**Given request 1**: According to the essay on climate change and preaching, what percentage of Americans overall support funding research into renewable energy?

**Reading text**:

══════════════════════════════

Last week I sat with members of a tall-steeple church who expressed deep frustration that, despite encouragement, their pastor refused to preach on environmental issues. He was the sole regular preacher, so what he didn’t say in worship — in the largest gathering of the faithful every week — didn’t get said in that church. They speculated that he simply wished to avoid criticism.
Who would refuse to preach on hunger or homelessness, knowing that Jesus said, “I was hungry and you gave me food, I was thirsty and you gave me something to drink, I was a stranger and you welcomed me” (Matthew 25:35)? Yet climate change already causes drought, low crop yields, hunger, and thirst in many parts of the world. According to the UN High Commissioner for Refugees (UNHCR), 21.5 million people are already displaced annually by climate-related weather events1.
The 2016 Yale Climate Opinion Maps are quite instructive2. They show US citizens’ responses to 16 important climate questions in every state, county, and political precinct. Most people not only in the country at large but in every single county agree that climate change is happening and that they trust what scientists are saying about it. A large majority in every US county supports funding research into renewable energy (82 percent overall) and regulating CO2 as a pollutant (75 percent overall). And despite the current political move to dismantle the Clean Power Plan, at least two-thirds of citizens in every state and every congressional district support setting strict CO2 limits on existing coal-fired power plants.
But when asked whether they themselves discuss global warming at least occasionally, the generally orange map turns blue-grey: No state, no district, not even a single city finds a majority of people willing to talk about this.
In other words, most Americans think someone ought to do something about climate change but are unwilling to say so. No wonder political leaders are misreading the cues.

══════════════════════════════

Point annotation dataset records

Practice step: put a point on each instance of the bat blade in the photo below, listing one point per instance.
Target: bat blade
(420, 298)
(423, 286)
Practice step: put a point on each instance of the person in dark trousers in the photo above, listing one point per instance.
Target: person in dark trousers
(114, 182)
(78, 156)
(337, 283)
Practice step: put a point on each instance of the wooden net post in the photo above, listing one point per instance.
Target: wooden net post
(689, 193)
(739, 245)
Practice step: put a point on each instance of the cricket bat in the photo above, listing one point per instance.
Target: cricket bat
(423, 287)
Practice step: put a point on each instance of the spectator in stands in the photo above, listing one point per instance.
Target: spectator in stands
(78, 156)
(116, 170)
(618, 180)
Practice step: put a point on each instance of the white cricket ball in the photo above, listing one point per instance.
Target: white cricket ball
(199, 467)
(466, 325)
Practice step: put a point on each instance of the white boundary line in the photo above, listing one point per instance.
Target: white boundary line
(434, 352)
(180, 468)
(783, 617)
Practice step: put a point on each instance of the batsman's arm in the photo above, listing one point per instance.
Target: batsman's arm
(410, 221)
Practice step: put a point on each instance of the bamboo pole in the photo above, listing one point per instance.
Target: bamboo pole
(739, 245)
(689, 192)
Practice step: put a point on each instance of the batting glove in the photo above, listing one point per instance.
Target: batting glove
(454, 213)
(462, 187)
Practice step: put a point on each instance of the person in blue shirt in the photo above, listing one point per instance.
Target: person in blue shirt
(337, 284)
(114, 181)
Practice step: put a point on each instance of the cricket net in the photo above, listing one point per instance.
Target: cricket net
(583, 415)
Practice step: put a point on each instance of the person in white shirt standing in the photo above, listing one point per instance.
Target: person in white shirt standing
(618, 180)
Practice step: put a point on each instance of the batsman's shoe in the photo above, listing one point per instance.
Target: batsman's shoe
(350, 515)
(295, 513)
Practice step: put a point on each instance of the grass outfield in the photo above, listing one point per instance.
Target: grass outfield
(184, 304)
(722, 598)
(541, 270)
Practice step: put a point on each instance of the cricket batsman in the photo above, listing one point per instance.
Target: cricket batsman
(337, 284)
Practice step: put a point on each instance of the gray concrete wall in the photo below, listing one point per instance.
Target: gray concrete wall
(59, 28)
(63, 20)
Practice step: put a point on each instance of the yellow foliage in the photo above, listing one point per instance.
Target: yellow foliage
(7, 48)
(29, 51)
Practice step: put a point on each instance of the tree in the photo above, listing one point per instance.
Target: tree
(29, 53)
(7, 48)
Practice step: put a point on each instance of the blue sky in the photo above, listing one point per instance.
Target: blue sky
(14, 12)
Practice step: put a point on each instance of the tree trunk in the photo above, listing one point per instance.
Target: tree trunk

══════════════════════════════

**Given request 2**: Update the records from the line that contains "Practice step: put a point on each instance of the gray" through the end of the records, replacing "yellow foliage" with "yellow leaves" and leaving everything else unchanged. Provide only those lines.

**Expected output 1**: 82 percent

**Expected output 2**:
Practice step: put a point on each instance of the gray concrete wall in the photo below, listing one point per instance.
Target: gray concrete wall
(59, 28)
(63, 20)
Practice step: put a point on each instance of the yellow leaves in the photo above, listing one point per instance.
Target: yellow leaves
(7, 48)
(29, 51)
Practice step: put a point on each instance of the tree in the photo above, listing one point per instance.
Target: tree
(29, 53)
(7, 48)
Practice step: put a point on each instance of the blue sky in the photo above, listing one point per instance.
Target: blue sky
(14, 12)
Practice step: put a point on each instance of the tree trunk in the photo above, listing one point per instance.
Target: tree trunk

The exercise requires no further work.